[Goal of the exercise] Each record must be reproduced exactly as it is shown.

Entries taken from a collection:
= Beginning of Section =

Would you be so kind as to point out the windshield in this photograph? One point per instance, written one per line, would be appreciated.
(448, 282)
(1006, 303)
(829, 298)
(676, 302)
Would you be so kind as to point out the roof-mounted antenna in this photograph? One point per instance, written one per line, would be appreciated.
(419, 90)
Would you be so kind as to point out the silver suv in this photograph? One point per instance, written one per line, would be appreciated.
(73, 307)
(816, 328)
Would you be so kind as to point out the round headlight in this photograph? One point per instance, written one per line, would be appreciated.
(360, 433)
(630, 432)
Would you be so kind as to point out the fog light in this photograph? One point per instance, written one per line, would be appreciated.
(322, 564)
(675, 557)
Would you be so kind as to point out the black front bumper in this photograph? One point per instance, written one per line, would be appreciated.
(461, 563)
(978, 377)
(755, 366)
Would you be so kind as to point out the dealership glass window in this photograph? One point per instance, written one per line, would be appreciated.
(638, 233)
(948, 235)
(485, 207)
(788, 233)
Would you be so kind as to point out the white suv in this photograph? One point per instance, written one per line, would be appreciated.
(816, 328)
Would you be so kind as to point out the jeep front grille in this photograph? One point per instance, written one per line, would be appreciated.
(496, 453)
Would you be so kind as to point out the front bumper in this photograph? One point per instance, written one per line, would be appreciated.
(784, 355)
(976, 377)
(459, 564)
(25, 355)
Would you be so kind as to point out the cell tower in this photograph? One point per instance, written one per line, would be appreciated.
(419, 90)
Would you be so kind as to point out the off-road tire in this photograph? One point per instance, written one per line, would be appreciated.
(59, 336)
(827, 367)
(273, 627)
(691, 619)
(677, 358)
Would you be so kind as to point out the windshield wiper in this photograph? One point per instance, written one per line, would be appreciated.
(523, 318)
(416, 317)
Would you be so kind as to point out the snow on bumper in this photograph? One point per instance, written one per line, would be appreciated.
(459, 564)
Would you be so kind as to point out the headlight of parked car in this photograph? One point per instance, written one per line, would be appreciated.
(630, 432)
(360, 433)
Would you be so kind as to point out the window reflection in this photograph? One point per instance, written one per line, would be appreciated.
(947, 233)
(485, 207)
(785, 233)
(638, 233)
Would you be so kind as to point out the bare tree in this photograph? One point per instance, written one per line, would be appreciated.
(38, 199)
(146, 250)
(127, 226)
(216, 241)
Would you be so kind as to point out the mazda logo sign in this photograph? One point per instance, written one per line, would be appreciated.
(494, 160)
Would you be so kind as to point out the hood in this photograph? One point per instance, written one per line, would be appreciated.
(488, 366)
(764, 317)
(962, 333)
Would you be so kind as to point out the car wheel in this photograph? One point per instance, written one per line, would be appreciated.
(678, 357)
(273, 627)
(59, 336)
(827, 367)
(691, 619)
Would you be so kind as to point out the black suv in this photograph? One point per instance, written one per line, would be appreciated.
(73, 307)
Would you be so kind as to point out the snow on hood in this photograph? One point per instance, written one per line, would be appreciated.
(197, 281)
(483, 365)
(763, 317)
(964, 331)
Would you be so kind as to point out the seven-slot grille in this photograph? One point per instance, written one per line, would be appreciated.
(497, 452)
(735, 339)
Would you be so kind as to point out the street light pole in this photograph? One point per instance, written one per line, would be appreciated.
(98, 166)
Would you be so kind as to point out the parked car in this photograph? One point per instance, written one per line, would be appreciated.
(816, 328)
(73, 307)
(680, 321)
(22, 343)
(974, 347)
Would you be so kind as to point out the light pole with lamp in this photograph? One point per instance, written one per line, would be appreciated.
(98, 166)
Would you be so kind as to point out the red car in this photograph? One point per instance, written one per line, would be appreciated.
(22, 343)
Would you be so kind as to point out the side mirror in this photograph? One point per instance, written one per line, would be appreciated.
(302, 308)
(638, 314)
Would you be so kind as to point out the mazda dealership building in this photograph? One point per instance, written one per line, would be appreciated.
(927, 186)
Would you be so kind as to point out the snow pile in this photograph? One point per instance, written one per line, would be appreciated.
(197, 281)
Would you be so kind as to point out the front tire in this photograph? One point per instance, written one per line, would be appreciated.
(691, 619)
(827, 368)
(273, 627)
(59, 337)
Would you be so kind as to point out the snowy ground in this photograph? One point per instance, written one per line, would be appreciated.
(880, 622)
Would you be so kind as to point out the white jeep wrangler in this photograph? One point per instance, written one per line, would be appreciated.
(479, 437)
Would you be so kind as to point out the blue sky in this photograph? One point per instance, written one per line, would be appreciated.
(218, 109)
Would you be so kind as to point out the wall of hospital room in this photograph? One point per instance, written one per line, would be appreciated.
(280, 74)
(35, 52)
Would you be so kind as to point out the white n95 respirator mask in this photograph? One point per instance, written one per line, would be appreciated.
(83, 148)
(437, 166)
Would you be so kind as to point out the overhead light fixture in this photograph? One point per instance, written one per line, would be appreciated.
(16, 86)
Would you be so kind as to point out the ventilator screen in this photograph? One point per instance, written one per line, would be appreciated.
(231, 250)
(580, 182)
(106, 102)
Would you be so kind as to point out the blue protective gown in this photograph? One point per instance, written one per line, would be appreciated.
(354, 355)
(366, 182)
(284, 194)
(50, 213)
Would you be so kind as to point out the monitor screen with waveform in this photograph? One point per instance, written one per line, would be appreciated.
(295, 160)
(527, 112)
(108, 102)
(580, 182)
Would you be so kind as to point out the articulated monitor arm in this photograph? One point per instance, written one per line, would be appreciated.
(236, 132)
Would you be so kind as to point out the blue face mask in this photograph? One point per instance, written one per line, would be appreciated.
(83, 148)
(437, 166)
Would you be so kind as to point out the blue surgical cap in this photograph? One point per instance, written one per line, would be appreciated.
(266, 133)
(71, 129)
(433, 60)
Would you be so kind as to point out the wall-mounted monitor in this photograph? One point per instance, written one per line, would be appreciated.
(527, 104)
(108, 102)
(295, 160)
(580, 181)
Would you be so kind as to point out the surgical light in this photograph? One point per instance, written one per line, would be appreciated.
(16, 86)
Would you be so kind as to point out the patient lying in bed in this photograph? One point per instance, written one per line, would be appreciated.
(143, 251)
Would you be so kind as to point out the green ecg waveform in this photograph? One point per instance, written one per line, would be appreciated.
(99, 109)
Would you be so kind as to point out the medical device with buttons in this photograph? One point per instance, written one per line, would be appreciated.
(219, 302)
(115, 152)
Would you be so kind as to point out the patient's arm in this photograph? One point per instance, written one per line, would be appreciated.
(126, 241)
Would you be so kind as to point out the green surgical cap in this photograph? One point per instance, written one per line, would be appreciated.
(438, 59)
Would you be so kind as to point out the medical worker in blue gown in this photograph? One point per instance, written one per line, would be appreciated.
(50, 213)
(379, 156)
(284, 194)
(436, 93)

= End of Section =

[Solution to this task]
Would you be so kind as to point out the windshield in this photograph? One point per instance, written one per line, would be appreciated.
(448, 282)
(1006, 303)
(829, 298)
(676, 302)
Would you be so kind as to point out the roof-mounted antenna in this photograph? One point per instance, written one per line, would be appreciated.
(419, 90)
Would you be so kind as to point out the silver suv in this photograph? One point per instance, written one per line, would be appreciated.
(73, 307)
(816, 328)
Would you be so kind as to point out the round headlight in this photograph? One point per instance, written one per line, would be appreciated.
(360, 433)
(630, 432)
Would you be so kind as to point out the fog light in this photograph? One point per instance, written one per line, would be appreciated.
(322, 564)
(675, 557)
Would you be so kind as to point out the black front bumper in this photograph? One point per instance, written one per line, would be appreciated.
(461, 563)
(978, 377)
(755, 366)
Would you be so kind as to point out the dealership glass window in this photograph? One point per instance, written one per line, would be appreciated.
(638, 233)
(948, 235)
(485, 207)
(788, 233)
Would you be so kind as to point out the white suv in this photograph? One point per instance, written one per line, would be appreciated.
(816, 328)
Would you be so kind as to point out the jeep front grille in this photograph? One point per instance, written one per line, would be appreciated.
(496, 453)
Would you be so kind as to point out the front bumper in this photograph? One point per instance, written one per line, would be appreciated.
(784, 355)
(976, 377)
(459, 564)
(25, 355)
Would you be so kind as to point out the cell tower in this photograph? One point per instance, written one per line, would be appreciated.
(419, 90)
Would you be so kind as to point out the off-road tire in this photograph? One point per instance, written one per line, would be appreciated.
(59, 336)
(827, 367)
(273, 627)
(691, 619)
(677, 358)
Would you be so kind as to point out the windshield wiper in this photograph? One point per instance, written one per line, would be appreciated.
(523, 318)
(416, 317)
Would you be so kind as to point out the snow on bumper in this photograph? One point per instance, written one per line, would be appreciated.
(459, 564)
Would you be so kind as to point out the headlight of parked car in this photograph? One point per instance, written one per line, would be appreciated.
(630, 432)
(360, 433)
Would you be so kind as to point out the window reflection in this photograph? One point per instance, written one per line, would be appreciated.
(947, 233)
(485, 207)
(785, 233)
(638, 233)
Would you be so kind as to point out the bare tree in this photograph? One point per instance, written one per line, would be appreciated.
(38, 199)
(146, 250)
(127, 226)
(216, 241)
Would you be so kind as to point out the mazda logo sign in this photograph? One point per instance, written one per line, would be appreciated.
(494, 160)
Would you be so kind as to point out the hood in this photograph? One point per instance, written one per line, would be appreciated.
(488, 366)
(764, 317)
(962, 333)
Would you be so kind as to point out the car wheel in this photograph? One point per instance, written one per line, would be appreciated.
(678, 357)
(273, 627)
(59, 336)
(827, 367)
(691, 619)
Would you be so kind as to point out the black suv in this photograph? One point per instance, written one per line, would be appreciated.
(73, 307)
Would you be so kind as to point out the snow on hood in this photograph? One point per instance, written one per line, would be appreciated.
(197, 281)
(483, 365)
(763, 317)
(964, 331)
Would you be so kind as to point out the seven-slot grille in this photograph? One point per instance, written one per line, would be appreciated.
(497, 452)
(735, 339)
Would you be so kind as to point out the street light pole in this photograph? One point per instance, written one per line, would be appreciated.
(98, 166)
Would you be so kind as to point out the parked car in this photograph? One point per instance, written one per line, would be appreciated.
(816, 328)
(73, 307)
(680, 321)
(22, 343)
(974, 347)
Would you be so kind as to point out the light pole with lamp in this photograph? One point per instance, written one per line, would be appreciated.
(98, 166)
Would you be so kind as to point out the red car in this photograph? One point per instance, written one per line, would be appreciated.
(22, 343)
Would you be so kind as to point out the side mirror in this photograph? One point per instance, written one per line, would be appreciated.
(302, 308)
(638, 314)
Would you be so kind as to point out the mazda dealership building in this photograph? One point per instance, written one per line, would be appreciated.
(927, 186)
Would you be so kind as to point out the snow pile in this photograph? One point per instance, written one per line, would be appreciated.
(197, 281)
Would you be so kind as to point out the front tire in this photograph? One point per instance, written one per line, would be appreciated.
(691, 619)
(827, 368)
(273, 627)
(59, 337)
Would you be so kind as to point out the snowy ground in this photograph? One point per instance, written one per line, would be appreciated.
(880, 622)
Would you be so kind as to point out the white jeep wrangler in this photograph? One point per instance, written one per line, would be appreciated.
(479, 437)
Would you be so kind as to point out the blue sky in this photograph? One point per instance, written one per line, would be appreciated.
(218, 109)
Would you be so kind as to point out the wall of hospital room in this photograph? One point per instance, written one per line, would be appreciated.
(280, 74)
(35, 52)
Would you be so kind as to point out the white n95 respirator mask in this photograph? One point per instance, written one per line, would be appreciated.
(83, 148)
(437, 166)
Would you be so kind as to point out the overhead light fixture in this photograph? One point per instance, written one per line, would be appreciated.
(16, 86)
Would you be so kind as to point out the ventilator screen in this photograph? One point per instance, written one per line, would be appreciated.
(231, 250)
(580, 182)
(106, 102)
Would you be so kind as to point out the blue protective gown in this photograph? One point per instance, written one per line, would be appreciated.
(354, 355)
(366, 182)
(284, 194)
(50, 213)
Would you be so kind as to point out the monitor screen with waveform in this photograph? One point per instance, written one per line, would be appreciated.
(295, 160)
(527, 112)
(108, 102)
(580, 182)
Would you be so kind as to point out the articulated monitor arm in this photograph? One point per instance, written one per line, would be appreciated.
(236, 132)
Would you be so kind as to point out the blue face mask in this photograph? One point per instance, written one per line, would be appreciated.
(83, 148)
(437, 166)
Would you be so kind as to point out the blue surgical cap in this photograph? One point per instance, written one per line, would be appreciated.
(266, 133)
(71, 129)
(433, 60)
Would you be so kind as to point out the wall-mounted monitor in this photograph? One point per instance, written one per line, would be appreciated.
(527, 104)
(108, 102)
(295, 160)
(580, 181)
Would you be so kind as to point out the surgical light in this photograph? One point per instance, written one per line, would be appreciated.
(16, 86)
Would you be so kind as to point out the patient lying in bed in this photograph? One point per instance, written one per line, would be appreciated.
(143, 251)
Would you be so kind as to point out the green ecg waveform in this photograph? One point per instance, written one per line, would be appreciated.
(99, 109)
Would you be so kind as to point out the medical device with buttons in this photograph? One point per instance, written one per line, would be appreciated.
(219, 302)
(115, 152)
Would you be so kind as to point out the patient's arm in this photograph? One point per instance, written one per line, would be appreciated.
(126, 241)
Would you be so kind as to point out the green surgical cap in this photograph? One point per instance, written one per line, would be appreciated.
(438, 59)
Would you be so kind as to point out the medical worker in blue gown in this photograph? One point per instance, written one per line, would be appreciated.
(50, 213)
(379, 156)
(284, 194)
(436, 93)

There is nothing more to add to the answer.